━━━━━ DATA FOR THIS TASK ━━━━━

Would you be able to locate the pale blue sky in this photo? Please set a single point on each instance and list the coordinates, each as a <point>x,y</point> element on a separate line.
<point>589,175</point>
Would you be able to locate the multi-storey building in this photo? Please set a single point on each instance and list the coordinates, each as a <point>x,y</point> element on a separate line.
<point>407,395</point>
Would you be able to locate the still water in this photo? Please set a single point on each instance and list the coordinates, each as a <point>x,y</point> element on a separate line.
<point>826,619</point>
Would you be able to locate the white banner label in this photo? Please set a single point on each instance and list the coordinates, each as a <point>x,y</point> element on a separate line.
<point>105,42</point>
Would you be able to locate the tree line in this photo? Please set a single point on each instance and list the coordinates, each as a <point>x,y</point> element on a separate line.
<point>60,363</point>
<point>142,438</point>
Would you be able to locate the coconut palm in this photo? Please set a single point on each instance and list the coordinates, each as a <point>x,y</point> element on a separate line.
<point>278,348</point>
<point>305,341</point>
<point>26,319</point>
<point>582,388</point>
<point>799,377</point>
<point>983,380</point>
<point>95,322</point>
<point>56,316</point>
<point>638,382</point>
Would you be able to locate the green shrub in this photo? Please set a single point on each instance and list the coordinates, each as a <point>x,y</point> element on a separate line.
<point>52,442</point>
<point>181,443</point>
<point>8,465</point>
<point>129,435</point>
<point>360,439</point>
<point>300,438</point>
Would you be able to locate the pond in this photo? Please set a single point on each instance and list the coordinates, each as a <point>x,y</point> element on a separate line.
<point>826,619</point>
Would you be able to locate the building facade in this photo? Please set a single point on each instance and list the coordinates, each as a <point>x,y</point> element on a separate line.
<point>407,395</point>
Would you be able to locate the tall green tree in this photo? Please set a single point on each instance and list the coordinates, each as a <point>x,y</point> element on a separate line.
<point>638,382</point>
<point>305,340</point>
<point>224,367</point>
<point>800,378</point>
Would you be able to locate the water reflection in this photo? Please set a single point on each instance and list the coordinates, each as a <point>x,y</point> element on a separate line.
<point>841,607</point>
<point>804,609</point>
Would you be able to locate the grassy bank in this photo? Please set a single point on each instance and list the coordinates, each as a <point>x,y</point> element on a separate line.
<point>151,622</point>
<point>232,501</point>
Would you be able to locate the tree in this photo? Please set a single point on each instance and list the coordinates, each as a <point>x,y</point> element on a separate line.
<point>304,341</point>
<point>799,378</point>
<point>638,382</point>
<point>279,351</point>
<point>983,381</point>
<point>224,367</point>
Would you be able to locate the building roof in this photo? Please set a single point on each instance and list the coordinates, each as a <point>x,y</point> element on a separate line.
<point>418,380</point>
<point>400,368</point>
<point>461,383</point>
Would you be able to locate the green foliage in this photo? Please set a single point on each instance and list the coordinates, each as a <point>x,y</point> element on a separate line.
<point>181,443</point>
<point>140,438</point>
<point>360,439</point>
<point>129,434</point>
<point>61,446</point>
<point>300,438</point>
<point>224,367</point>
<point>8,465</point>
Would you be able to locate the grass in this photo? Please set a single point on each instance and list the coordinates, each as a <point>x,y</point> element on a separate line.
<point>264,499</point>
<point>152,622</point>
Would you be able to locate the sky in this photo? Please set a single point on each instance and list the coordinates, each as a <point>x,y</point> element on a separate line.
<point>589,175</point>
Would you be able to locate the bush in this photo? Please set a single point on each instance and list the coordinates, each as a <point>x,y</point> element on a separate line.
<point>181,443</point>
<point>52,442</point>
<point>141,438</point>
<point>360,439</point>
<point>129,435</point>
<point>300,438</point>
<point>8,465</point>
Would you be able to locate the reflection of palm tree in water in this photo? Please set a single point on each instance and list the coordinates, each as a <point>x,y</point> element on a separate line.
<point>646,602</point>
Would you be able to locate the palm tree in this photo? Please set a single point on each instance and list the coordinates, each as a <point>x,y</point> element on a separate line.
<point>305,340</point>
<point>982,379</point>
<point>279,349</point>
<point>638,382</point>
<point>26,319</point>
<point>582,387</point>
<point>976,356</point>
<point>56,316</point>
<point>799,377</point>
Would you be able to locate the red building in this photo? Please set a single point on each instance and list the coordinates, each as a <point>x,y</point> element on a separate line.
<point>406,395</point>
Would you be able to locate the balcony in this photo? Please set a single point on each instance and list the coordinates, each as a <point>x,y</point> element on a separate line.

━━━━━

* GIVEN PROBLEM *
Reproduce the listing above line for line, changing nothing.

* EXERCISE SOLUTION *
Would you be able to locate the pale blue sky in this photo? Please set a single point on each instance and list the coordinates, each as a <point>x,y</point> element on a separate line.
<point>589,175</point>
Would you be able to locate the multi-storey building in this photo? Please set a single point on each instance and list the coordinates, each as a <point>x,y</point> element on a separate line.
<point>407,395</point>
Would you be able to locate the still water in this photo? Please set a single point on each instance and list the coordinates, each as a <point>x,y</point> element on a separate line.
<point>826,619</point>
Would you be able to locate the white banner label in this photo? Please set a single point on each instance and list the coordinates, each as a <point>x,y</point> element on a separate line.
<point>105,42</point>
Would you be able to locate the tree line in this photo? Please set a single point on each instance and list the coordinates, each as a <point>x,y</point> element on a separate line.
<point>60,363</point>
<point>142,438</point>
Would you be able to locate the coconut palm in this photo? Please set a single point on each instance and list the coordinates, each as a <point>x,y</point> element on a separate line.
<point>278,348</point>
<point>305,341</point>
<point>26,319</point>
<point>582,388</point>
<point>799,377</point>
<point>983,380</point>
<point>95,322</point>
<point>56,316</point>
<point>638,382</point>
Would you be able to locate the green shrub in this photo? Please set a single point on each instance and list the coordinates, each as a <point>x,y</point> element on a separate line.
<point>52,442</point>
<point>181,443</point>
<point>8,465</point>
<point>129,435</point>
<point>360,439</point>
<point>300,438</point>
Would you be able to locate the pond in this photo? Please set a single point on each instance and list the coordinates, each as a <point>x,y</point> element on a separate line.
<point>826,619</point>
Would you be able to locate the building facade in this photo? Please set a single point on each instance and list the coordinates, each as a <point>x,y</point> element on a separate line.
<point>407,395</point>
Would you be able to locate the tall green tree in this photo? Please set a single point on each instance and list the coordinates, each as a <point>x,y</point> element on a separate line.
<point>638,382</point>
<point>305,340</point>
<point>224,367</point>
<point>800,378</point>
Would you be able to locate the water reflection in this photo? Please set a single point on each instance and list the coordinates, each as a <point>x,y</point> element on a separate line.
<point>841,607</point>
<point>804,609</point>
Would you be able to locate the grassy bank in this photo? Please set a single point on each instance and list the coordinates, each as a <point>x,y</point> element on a separate line.
<point>151,622</point>
<point>232,501</point>
Would you be able to locate the tree in this photo? Please set a single point on each instance and list the coordinates, each as a <point>x,y</point> element on a separate line.
<point>304,341</point>
<point>799,378</point>
<point>638,382</point>
<point>279,351</point>
<point>983,381</point>
<point>224,367</point>
Would you be able to locate the building roof in this photo? Please set a single point on each instance and list the coordinates, each as a <point>x,y</point> element on a separate line.
<point>418,380</point>
<point>400,368</point>
<point>461,383</point>
Would you be able to locate the green foliage in this photo? Please set a single point on each instance and list the coordinates, each as a <point>x,y</point> element on a separate line.
<point>181,443</point>
<point>140,438</point>
<point>360,439</point>
<point>129,434</point>
<point>61,446</point>
<point>300,438</point>
<point>224,367</point>
<point>8,465</point>
Would you be able to locate the grass in this photo? Please set a single point on each instance and list the coordinates, each as a <point>x,y</point> element on a separate line.
<point>264,499</point>
<point>152,622</point>
Would you be able to locate the sky in this photo? Please set a single point on each instance and list the coordinates, each as a <point>x,y</point> element on a separate line.
<point>589,175</point>
Would you be able to locate the bush in this photo? Please set a single point on each instance and list the coordinates, each as a <point>x,y</point> element on a separate line.
<point>181,443</point>
<point>52,442</point>
<point>141,438</point>
<point>360,439</point>
<point>129,435</point>
<point>300,438</point>
<point>8,465</point>
Would you be able to locate the reflection of palm tree in water in this photo? Please set a single point on each instance and list the coordinates, each as a <point>x,y</point> element on a separate line.
<point>646,602</point>
Would you be able to locate the palm tree in this photo? Please set a single point on each instance and list the coordinates, each as a <point>x,y</point> element on a separate line.
<point>305,340</point>
<point>982,379</point>
<point>279,349</point>
<point>638,382</point>
<point>26,319</point>
<point>582,387</point>
<point>976,356</point>
<point>56,316</point>
<point>799,377</point>
Would you be able to locate the red building in this photo? Please set a single point on each instance and list the coordinates, each as a <point>x,y</point> element on a separate line.
<point>406,395</point>
Would you be able to locate the balcony in this photo? Please set a single point on each instance and list the coordinates, each as a <point>x,y</point> element on a separate line.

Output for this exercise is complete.